▶ **Collected data**:
--------------------------------

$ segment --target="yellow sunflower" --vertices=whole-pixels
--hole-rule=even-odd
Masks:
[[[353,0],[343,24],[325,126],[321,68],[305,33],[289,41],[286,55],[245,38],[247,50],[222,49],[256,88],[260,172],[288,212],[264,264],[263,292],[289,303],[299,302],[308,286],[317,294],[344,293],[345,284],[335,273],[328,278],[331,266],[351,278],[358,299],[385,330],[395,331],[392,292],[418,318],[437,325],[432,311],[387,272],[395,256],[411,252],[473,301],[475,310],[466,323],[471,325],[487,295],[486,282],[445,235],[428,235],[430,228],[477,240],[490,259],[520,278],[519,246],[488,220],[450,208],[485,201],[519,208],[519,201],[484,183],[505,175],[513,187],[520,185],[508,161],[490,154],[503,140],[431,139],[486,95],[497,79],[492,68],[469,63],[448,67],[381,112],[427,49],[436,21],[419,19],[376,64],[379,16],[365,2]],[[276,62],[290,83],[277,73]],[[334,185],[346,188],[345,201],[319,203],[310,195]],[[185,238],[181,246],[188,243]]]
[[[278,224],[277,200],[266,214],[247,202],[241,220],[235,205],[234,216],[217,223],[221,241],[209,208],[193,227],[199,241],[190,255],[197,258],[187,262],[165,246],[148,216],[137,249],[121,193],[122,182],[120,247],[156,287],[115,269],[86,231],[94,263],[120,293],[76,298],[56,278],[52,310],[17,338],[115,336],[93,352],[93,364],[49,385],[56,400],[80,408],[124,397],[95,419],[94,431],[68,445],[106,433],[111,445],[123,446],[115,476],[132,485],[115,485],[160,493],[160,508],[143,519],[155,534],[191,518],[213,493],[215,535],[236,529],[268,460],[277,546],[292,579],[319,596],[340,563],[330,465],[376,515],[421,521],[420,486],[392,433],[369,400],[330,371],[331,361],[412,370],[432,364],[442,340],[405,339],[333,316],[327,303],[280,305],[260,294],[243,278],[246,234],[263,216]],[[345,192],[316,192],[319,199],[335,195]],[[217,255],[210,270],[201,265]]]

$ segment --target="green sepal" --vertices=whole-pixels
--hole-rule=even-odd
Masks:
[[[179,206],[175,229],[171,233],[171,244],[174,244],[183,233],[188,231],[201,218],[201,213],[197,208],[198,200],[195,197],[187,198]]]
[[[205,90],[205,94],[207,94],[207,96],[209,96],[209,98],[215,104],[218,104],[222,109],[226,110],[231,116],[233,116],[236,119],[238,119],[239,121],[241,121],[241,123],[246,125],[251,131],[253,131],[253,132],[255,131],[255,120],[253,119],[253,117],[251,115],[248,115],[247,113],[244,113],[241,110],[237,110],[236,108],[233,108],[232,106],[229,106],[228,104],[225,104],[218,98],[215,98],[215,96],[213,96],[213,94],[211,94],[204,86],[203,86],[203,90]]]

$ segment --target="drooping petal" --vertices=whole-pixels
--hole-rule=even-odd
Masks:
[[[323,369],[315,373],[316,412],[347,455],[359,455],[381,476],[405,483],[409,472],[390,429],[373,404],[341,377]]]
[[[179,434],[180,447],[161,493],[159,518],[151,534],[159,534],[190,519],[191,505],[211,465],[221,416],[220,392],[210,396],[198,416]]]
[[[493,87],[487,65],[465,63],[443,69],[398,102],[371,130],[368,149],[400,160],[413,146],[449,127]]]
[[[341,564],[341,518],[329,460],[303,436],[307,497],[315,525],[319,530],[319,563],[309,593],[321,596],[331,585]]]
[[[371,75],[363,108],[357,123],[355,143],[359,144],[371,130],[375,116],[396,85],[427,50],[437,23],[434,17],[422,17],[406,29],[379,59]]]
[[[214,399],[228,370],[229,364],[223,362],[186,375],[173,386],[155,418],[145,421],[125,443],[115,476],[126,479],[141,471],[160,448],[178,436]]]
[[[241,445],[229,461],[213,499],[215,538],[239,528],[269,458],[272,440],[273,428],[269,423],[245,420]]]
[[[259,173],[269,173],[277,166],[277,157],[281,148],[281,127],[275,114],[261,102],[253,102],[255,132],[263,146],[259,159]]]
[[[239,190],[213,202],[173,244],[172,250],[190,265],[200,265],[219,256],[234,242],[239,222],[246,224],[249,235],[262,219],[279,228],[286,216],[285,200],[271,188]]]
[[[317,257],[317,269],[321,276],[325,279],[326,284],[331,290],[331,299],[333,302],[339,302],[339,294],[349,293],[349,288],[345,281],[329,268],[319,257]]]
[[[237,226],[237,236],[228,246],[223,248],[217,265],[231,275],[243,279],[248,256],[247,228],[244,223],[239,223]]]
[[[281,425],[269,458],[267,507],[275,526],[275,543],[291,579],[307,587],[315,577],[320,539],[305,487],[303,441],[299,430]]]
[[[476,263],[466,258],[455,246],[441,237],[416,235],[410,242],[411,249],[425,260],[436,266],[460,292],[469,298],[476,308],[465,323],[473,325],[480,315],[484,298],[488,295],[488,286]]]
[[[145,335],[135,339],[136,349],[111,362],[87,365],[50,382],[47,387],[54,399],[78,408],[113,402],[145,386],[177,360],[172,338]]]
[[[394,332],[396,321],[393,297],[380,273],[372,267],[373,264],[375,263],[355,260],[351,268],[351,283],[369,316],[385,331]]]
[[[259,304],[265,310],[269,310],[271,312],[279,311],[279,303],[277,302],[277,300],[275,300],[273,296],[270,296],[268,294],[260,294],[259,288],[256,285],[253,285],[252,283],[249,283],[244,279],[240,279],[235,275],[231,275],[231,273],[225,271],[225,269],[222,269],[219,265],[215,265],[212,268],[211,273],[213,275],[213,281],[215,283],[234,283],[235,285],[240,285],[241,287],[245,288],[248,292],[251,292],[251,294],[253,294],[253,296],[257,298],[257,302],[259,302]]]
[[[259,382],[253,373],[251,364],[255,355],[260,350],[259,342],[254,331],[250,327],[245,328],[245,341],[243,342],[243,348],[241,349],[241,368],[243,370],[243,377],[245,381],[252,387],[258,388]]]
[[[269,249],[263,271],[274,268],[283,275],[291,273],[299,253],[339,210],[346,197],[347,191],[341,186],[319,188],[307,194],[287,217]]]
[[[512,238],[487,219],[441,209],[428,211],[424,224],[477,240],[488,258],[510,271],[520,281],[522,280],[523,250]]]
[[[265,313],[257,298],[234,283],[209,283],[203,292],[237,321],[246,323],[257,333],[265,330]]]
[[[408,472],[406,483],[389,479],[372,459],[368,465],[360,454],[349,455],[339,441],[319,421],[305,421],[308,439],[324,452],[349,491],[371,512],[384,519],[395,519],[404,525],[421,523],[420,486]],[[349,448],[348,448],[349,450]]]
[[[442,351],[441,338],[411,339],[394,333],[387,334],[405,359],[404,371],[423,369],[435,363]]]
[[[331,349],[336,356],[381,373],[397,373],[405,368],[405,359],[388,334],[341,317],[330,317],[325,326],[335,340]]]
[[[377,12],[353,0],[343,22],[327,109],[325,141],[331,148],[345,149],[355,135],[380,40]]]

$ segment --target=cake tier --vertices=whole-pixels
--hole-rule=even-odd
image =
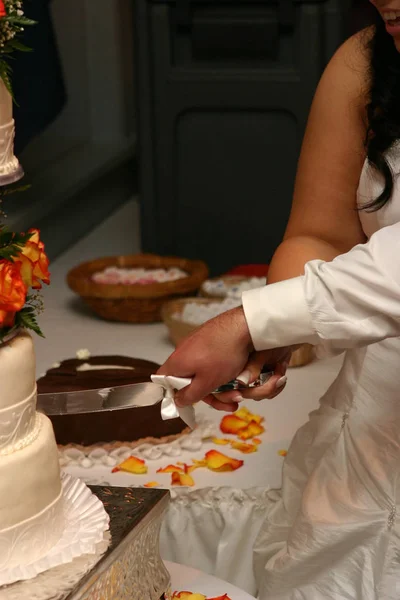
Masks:
[[[26,331],[0,344],[0,410],[20,404],[35,391],[35,353]]]
[[[128,356],[93,356],[69,359],[50,369],[37,382],[38,393],[56,393],[116,387],[150,381],[159,365]],[[105,412],[51,415],[59,444],[133,442],[143,438],[168,438],[186,429],[181,419],[163,421],[160,404]]]
[[[25,400],[0,410],[0,457],[28,446],[37,436],[35,407],[36,386]]]
[[[37,436],[28,446],[0,457],[0,535],[41,513],[61,493],[53,428],[45,415],[38,414],[37,421]]]
[[[0,78],[0,184],[18,181],[23,170],[14,155],[15,124],[12,117],[12,98]]]

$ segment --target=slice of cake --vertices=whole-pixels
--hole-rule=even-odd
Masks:
[[[150,382],[159,365],[129,356],[68,359],[38,379],[39,394],[111,388]],[[163,421],[161,404],[79,414],[49,415],[57,443],[91,446],[109,442],[172,441],[186,430],[181,419]],[[136,444],[135,444],[136,445]]]

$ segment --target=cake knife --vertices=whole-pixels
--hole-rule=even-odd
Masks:
[[[244,386],[237,379],[215,390],[215,394],[229,390],[248,389],[263,385],[272,375],[271,368],[265,367],[260,377],[253,384]],[[165,380],[168,380],[166,383]],[[161,403],[163,419],[181,417],[189,427],[195,427],[192,406],[177,407],[173,400],[173,392],[191,383],[191,379],[153,375],[152,382],[133,383],[109,388],[79,390],[70,392],[49,392],[38,394],[37,409],[46,415],[68,415],[91,413],[98,411],[123,410],[125,408],[143,408]]]

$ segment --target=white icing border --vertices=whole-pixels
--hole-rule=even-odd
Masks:
[[[218,435],[218,427],[215,423],[208,420],[202,420],[194,431],[182,435],[173,442],[166,444],[141,444],[136,448],[120,446],[114,450],[107,451],[99,446],[89,452],[84,452],[78,448],[59,449],[59,459],[61,466],[80,466],[86,469],[103,465],[115,467],[117,464],[127,459],[129,456],[137,456],[146,460],[159,460],[163,456],[175,458],[181,456],[182,452],[189,450],[196,452],[200,450],[206,439]]]

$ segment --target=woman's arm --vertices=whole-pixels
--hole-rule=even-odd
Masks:
[[[332,262],[243,294],[256,350],[309,342],[328,352],[400,336],[400,222]]]
[[[368,33],[350,38],[330,61],[311,108],[284,241],[268,282],[304,273],[312,259],[332,260],[365,241],[356,210],[365,159]]]

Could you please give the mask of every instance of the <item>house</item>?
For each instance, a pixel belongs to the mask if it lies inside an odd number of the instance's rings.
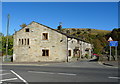
[[[65,62],[91,56],[91,44],[34,21],[13,37],[14,62]]]

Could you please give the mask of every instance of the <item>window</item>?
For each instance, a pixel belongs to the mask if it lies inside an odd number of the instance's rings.
[[[28,39],[19,39],[18,40],[18,44],[19,45],[29,45],[30,44],[30,42],[29,42],[29,38]]]
[[[29,39],[27,39],[27,45],[29,45]]]
[[[26,45],[26,39],[25,39],[25,45]]]
[[[23,45],[23,39],[22,39],[22,45]]]
[[[19,45],[21,44],[21,39],[19,39]]]
[[[71,50],[68,50],[68,56],[71,56]]]
[[[48,40],[48,33],[43,33],[43,40]]]
[[[49,56],[49,50],[42,50],[42,56]]]
[[[25,29],[25,32],[29,32],[29,31],[30,31],[29,28],[26,28],[26,29]]]

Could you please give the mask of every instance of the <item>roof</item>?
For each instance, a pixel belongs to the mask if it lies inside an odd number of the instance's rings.
[[[76,37],[74,37],[74,36],[70,36],[70,35],[67,35],[66,33],[63,33],[62,31],[59,31],[59,30],[56,30],[56,29],[53,29],[53,28],[51,28],[51,27],[48,27],[48,26],[46,26],[46,25],[43,25],[43,24],[41,24],[41,23],[38,23],[38,22],[35,22],[35,21],[32,21],[30,24],[28,24],[28,25],[31,25],[32,23],[37,23],[37,24],[39,24],[39,25],[42,25],[42,26],[44,26],[44,27],[46,27],[46,28],[49,28],[49,29],[51,29],[51,30],[53,30],[53,31],[56,31],[56,32],[58,32],[58,33],[60,33],[60,34],[62,34],[62,35],[65,35],[65,36],[67,36],[68,38],[74,38],[74,39],[77,39],[77,40],[81,40],[81,41],[84,41],[84,42],[86,42],[85,40],[83,40],[83,39],[80,39],[80,38],[76,38]],[[27,26],[28,26],[27,25]],[[25,28],[25,27],[24,27]],[[21,28],[20,30],[22,30],[22,29],[24,29],[24,28]],[[19,31],[20,31],[19,30]],[[18,31],[16,31],[15,33],[17,33]],[[14,33],[14,34],[15,34]],[[13,35],[14,35],[13,34]],[[87,42],[88,43],[88,42]]]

--------------------------------

Reproduce, word for word, every line starting at the line that contains "of the <item>roof</item>?" and ending with the final line of the entries.

Could you please give the mask of every instance of the <item>roof</item>?
For each instance, a pixel belongs to the mask if it lies inside an odd number of the instance's rings.
[[[76,37],[74,37],[74,36],[70,36],[70,35],[67,35],[66,33],[63,33],[62,31],[59,31],[59,30],[56,30],[56,29],[53,29],[53,28],[51,28],[51,27],[48,27],[48,26],[46,26],[46,25],[43,25],[43,24],[41,24],[41,23],[38,23],[38,22],[35,22],[35,21],[32,21],[30,24],[28,24],[28,25],[31,25],[32,23],[37,23],[37,24],[39,24],[39,25],[42,25],[42,26],[44,26],[44,27],[46,27],[46,28],[49,28],[49,29],[51,29],[51,30],[53,30],[53,31],[56,31],[56,32],[58,32],[58,33],[60,33],[60,34],[62,34],[62,35],[65,35],[65,36],[67,36],[68,38],[74,38],[74,39],[77,39],[77,40],[81,40],[81,41],[84,41],[84,42],[86,42],[85,40],[83,40],[83,39],[80,39],[80,38],[76,38]],[[27,26],[28,26],[27,25]],[[25,28],[25,27],[24,27]],[[21,28],[20,30],[22,30],[22,29],[24,29],[24,28]],[[19,31],[20,31],[19,30]],[[18,31],[16,31],[15,33],[17,33]],[[14,33],[14,34],[15,34]],[[13,35],[14,35],[13,34]],[[87,42],[88,43],[88,42]]]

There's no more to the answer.